3:52 pm today

Cook Islands water tariff backlash: 'Most people understand', says PM Mark Brown

3:52 pm today
Garden tap leaking, dripping, water.

The tariffs came into force on 1 October. Photo: 123RF

Cook Islands Prime Minister says most people on Rarotonga understand why a water tariff is needed, but people fighting the tax says it breaks a historic agreement with landowners.

The tariffs came into force on 1 October, with the first domestic payment of up to 50,000 litres being covered by the government.

Campaigners fighting the water charge tabled the "Keep Our Water Free" petition in parliament in September, which had gathered more than 3000 signatures, about a fifth of the island nation's resident population.

It was the latest petition, with one being previously presented to parliament in 2014 and 2020.

One of the leaders of the campaign to keep water free, Joyana Finch, said the tariff breaches a historic agreement made last century between landowners and the Crown.

"It was pretty simple the landowners said that the Crown can use their land to catch the water as long as it was reticulated free of charge to the people," Finch said.

She also said Rarotonga was a "water engineers dream" in terms of its natural environment.

"The people here we're not silly we know that water is not delivered by magic and there is a cost to the infrastructure and to the operations involved.

**Listed entries**.
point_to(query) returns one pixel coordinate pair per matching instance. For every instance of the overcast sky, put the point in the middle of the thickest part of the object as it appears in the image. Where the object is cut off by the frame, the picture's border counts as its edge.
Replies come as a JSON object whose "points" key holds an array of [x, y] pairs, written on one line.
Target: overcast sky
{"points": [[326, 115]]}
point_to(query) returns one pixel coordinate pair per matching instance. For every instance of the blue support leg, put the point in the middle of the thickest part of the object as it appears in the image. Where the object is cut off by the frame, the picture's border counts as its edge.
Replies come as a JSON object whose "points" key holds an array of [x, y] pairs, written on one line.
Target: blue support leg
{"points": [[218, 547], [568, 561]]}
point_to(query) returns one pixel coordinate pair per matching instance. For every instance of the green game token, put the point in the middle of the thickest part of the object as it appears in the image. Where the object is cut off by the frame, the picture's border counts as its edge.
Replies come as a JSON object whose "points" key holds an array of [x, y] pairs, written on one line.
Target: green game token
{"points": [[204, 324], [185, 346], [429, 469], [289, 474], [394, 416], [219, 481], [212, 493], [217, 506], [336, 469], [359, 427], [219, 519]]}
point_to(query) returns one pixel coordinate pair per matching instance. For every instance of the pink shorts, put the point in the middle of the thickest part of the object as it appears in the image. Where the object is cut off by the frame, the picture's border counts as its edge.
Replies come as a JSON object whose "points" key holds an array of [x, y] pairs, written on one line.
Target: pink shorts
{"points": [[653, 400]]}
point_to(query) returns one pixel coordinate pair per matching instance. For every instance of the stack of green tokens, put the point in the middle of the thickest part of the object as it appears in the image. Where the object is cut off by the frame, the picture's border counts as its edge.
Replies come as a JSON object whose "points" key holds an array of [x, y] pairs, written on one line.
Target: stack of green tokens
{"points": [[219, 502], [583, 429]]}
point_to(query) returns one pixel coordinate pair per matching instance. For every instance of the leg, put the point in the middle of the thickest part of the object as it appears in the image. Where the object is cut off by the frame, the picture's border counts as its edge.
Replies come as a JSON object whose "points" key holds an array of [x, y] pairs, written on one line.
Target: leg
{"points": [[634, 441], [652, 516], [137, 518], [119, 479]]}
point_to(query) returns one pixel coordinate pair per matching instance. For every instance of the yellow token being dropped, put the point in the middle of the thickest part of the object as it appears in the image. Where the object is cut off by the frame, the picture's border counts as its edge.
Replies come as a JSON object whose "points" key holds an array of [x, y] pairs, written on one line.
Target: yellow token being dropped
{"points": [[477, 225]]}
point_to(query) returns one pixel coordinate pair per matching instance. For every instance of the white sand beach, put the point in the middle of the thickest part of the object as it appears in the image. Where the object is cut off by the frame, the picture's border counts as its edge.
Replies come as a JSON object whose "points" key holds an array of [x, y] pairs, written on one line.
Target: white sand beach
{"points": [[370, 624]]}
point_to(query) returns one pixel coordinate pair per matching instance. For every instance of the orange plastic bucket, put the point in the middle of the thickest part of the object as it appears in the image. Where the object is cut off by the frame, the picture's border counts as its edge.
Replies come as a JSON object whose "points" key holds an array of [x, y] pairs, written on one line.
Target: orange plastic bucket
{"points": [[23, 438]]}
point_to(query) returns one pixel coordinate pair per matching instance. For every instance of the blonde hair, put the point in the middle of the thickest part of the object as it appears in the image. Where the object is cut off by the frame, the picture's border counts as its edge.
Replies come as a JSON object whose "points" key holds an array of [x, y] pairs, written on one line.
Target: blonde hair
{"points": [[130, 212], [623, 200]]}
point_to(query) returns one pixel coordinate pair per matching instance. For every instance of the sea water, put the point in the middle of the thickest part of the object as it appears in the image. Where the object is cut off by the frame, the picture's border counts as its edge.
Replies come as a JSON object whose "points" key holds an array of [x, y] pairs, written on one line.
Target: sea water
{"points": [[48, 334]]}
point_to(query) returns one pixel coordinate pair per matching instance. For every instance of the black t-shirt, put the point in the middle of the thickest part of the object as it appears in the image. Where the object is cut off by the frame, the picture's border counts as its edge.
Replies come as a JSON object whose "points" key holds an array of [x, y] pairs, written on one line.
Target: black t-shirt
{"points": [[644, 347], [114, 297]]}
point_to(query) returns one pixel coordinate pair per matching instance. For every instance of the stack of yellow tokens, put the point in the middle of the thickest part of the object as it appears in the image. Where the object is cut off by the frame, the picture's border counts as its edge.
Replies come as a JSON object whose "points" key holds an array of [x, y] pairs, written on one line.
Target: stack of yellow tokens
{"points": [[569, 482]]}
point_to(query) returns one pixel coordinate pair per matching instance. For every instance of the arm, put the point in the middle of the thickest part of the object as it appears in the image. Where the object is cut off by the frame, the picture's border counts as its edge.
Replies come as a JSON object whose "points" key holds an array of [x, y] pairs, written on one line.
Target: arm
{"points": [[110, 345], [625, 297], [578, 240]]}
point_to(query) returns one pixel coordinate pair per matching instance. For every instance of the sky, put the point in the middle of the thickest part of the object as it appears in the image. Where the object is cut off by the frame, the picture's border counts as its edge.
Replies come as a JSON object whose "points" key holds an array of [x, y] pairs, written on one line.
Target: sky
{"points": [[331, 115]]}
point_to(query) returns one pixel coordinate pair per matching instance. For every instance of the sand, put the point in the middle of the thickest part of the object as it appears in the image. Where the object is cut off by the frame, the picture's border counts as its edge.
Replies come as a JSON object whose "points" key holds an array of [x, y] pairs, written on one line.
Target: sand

**Directives**.
a. Answer these questions from the water tariff article, each on its own line:
(i) On what date did the tariffs come into force?
(ii) How many signatures had the "Keep Our Water Free" petition gathered?
(iii) In which two years were earlier petitions presented to parliament?
b. Return everything in the water tariff article from "Campaigners fighting the" down to "and the Crown.", copied word for word.

**Expected outputs**.
a.
(i) 1 October
(ii) More than 3000
(iii) 2014 and 2020

b.
Campaigners fighting the water charge tabled the "Keep Our Water Free" petition in parliament in September, which had gathered more than 3000 signatures, about a fifth of the island nation's resident population.

It was the latest petition, with one being previously presented to parliament in 2014 and 2020.

One of the leaders of the campaign to keep water free, Joyana Finch, said the tariff breaches a historic agreement made last century between landowners and the Crown.